** TASK REQUIREMENTS **
Identify every line in the material below that contains the word "reflection", and copy each of those lines.

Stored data

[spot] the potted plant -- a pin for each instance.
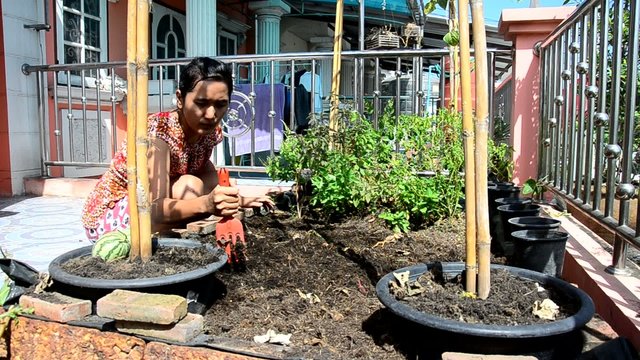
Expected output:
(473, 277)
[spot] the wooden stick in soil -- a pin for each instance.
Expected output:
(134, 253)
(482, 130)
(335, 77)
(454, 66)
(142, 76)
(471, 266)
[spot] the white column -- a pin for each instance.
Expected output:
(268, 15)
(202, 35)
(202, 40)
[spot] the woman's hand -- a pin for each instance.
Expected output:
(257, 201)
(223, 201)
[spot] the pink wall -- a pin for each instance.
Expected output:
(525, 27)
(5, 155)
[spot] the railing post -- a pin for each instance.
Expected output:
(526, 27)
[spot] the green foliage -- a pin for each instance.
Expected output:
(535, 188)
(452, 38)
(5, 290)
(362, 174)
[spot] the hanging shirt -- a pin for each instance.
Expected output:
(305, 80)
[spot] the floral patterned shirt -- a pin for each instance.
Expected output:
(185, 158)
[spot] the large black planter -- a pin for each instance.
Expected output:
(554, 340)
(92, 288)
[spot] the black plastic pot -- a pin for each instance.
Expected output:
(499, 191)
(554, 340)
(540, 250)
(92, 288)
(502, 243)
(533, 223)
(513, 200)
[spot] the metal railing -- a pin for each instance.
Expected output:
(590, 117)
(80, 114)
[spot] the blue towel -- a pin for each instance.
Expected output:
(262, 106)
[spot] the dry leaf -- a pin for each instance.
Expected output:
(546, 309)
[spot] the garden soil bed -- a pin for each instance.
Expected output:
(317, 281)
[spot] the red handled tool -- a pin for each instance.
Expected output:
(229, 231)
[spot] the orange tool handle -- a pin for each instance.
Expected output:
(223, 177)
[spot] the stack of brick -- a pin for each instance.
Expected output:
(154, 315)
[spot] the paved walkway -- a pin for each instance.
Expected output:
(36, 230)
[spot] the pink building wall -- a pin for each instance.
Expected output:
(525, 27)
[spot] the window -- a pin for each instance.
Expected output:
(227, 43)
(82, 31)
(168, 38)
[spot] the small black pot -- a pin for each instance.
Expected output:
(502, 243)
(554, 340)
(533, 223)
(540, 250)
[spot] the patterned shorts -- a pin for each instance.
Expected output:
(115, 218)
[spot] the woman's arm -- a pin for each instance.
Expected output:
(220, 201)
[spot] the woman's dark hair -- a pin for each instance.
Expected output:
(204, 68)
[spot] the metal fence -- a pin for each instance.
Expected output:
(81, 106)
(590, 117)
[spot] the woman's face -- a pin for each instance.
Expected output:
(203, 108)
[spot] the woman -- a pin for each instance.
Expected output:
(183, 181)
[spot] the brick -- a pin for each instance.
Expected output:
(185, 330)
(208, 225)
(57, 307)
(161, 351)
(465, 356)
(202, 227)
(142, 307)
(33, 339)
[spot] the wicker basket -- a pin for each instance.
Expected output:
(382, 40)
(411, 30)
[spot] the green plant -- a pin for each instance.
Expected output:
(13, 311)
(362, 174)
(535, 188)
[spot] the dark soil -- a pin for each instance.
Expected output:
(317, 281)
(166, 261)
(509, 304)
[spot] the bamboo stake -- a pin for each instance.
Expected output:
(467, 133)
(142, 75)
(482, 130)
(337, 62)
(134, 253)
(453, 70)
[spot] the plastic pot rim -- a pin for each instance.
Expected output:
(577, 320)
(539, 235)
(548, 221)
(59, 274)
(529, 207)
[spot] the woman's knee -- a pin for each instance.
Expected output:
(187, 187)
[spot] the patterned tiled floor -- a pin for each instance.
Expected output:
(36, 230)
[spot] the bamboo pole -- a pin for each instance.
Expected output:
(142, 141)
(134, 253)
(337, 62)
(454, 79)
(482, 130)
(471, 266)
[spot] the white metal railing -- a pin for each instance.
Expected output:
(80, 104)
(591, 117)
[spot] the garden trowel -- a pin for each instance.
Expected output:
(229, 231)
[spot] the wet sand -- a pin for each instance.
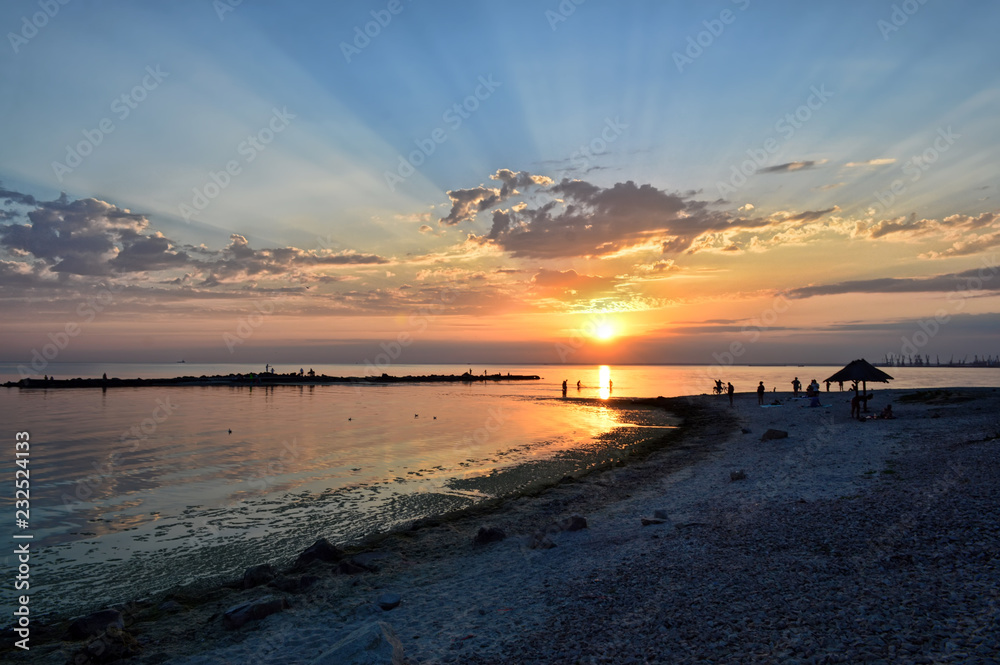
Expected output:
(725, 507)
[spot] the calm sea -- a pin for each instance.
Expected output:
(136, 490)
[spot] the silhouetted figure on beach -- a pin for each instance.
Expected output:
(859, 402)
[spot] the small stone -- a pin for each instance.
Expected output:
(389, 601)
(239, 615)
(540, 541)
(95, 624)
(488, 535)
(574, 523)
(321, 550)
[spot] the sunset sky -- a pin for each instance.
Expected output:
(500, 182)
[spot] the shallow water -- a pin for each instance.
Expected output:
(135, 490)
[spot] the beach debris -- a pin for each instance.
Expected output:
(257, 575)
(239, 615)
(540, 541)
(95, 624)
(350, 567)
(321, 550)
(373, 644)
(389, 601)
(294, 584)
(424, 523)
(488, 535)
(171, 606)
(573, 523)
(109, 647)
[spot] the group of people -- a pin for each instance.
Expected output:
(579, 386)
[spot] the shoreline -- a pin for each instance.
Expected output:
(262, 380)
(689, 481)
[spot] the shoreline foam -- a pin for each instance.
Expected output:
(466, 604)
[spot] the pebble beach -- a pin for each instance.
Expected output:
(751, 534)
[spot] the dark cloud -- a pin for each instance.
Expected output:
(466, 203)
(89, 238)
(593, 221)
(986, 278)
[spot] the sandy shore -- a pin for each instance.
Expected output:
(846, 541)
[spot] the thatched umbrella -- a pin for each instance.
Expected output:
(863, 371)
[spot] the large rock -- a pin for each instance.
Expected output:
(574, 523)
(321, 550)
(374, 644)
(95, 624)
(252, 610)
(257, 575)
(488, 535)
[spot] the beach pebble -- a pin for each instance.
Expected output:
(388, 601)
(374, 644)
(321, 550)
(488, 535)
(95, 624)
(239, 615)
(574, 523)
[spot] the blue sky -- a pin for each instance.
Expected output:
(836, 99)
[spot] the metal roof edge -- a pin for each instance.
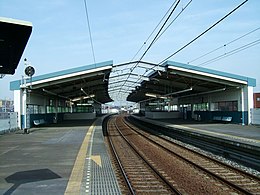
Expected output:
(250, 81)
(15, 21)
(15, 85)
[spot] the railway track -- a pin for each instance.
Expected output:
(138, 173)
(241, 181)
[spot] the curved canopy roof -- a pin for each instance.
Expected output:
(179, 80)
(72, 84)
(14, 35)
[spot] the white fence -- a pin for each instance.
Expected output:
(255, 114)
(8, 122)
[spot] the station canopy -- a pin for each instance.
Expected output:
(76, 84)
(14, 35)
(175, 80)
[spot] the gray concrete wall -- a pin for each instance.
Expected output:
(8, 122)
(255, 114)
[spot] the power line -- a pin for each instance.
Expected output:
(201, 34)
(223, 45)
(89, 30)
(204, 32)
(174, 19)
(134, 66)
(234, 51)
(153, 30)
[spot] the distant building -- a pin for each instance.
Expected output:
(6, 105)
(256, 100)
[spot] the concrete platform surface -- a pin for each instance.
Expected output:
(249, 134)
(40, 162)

...

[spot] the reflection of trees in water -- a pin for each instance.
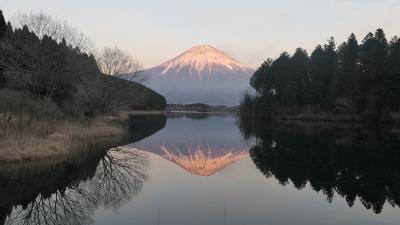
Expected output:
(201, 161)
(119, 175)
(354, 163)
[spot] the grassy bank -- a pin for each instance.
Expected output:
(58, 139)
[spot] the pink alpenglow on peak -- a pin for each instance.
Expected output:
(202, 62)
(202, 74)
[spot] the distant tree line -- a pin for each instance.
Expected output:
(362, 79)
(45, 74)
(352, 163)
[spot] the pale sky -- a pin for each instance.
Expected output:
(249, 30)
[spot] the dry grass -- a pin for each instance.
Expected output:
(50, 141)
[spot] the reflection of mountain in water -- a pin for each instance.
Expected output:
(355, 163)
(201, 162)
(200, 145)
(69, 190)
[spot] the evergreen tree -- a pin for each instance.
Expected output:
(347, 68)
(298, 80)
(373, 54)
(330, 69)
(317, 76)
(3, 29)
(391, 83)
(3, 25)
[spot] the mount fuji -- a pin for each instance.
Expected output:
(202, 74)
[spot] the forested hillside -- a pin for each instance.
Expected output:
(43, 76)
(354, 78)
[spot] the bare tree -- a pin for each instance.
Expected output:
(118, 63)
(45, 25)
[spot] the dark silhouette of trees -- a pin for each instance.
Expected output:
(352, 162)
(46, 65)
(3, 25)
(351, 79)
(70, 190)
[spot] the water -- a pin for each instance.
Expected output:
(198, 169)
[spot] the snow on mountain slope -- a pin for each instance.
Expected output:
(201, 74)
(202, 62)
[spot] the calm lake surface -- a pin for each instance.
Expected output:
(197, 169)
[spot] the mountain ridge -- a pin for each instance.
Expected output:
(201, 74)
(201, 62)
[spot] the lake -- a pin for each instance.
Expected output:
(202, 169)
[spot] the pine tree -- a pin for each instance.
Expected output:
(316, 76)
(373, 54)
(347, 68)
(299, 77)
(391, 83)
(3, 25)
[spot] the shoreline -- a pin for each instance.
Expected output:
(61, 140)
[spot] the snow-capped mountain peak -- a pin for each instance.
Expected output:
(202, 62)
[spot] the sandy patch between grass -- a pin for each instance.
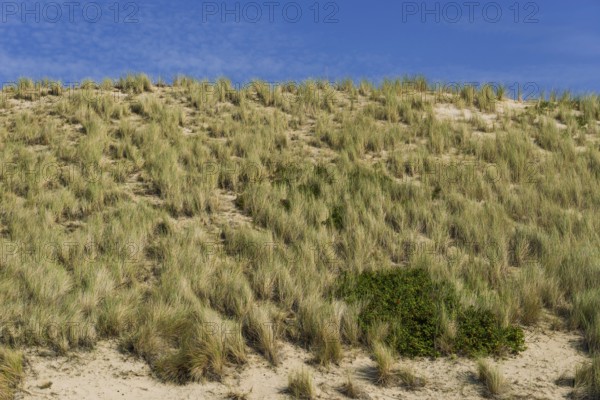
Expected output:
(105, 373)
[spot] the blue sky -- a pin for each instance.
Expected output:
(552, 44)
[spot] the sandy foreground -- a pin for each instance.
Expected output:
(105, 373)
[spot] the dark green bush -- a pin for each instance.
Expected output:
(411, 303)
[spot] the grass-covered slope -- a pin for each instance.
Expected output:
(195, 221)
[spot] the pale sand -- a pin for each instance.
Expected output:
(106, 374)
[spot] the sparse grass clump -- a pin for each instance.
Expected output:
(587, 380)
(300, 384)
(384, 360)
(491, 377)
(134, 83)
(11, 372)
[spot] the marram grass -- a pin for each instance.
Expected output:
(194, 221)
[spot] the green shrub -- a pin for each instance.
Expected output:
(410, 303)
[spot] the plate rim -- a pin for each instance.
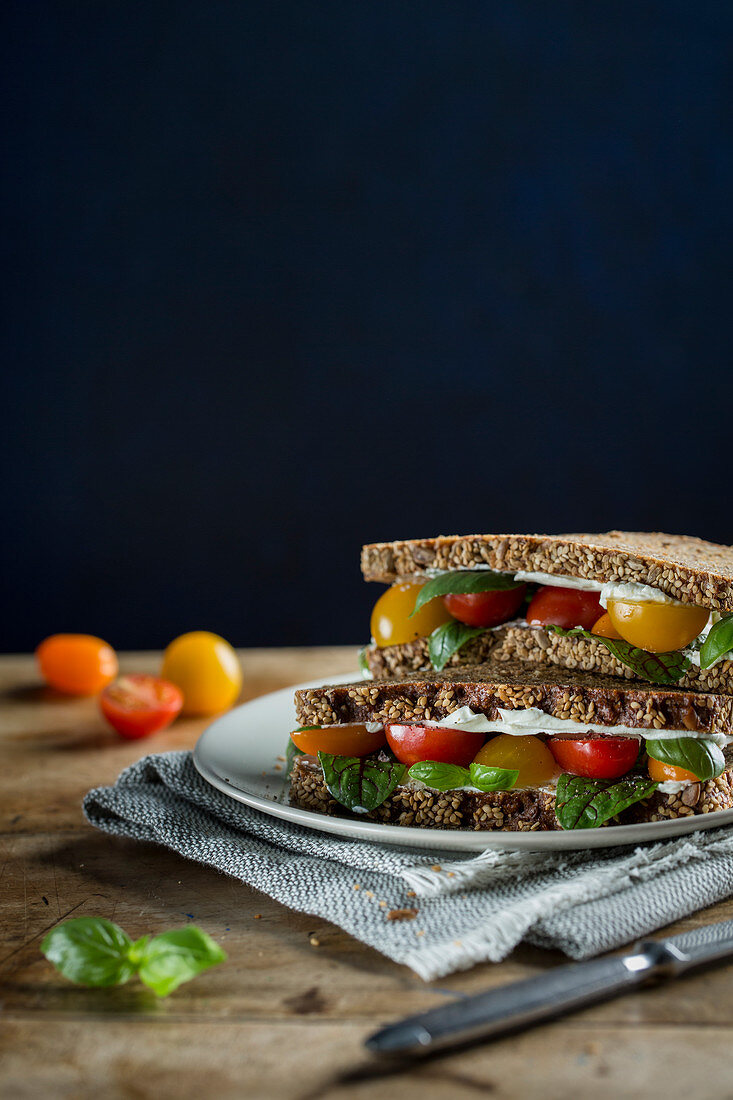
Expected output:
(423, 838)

** ANSWER FOR THE TASK **
[spot] the reflection of trees in water -- a pin for each instance.
[spot] the reflection of mountain in water -- a pin for each instance.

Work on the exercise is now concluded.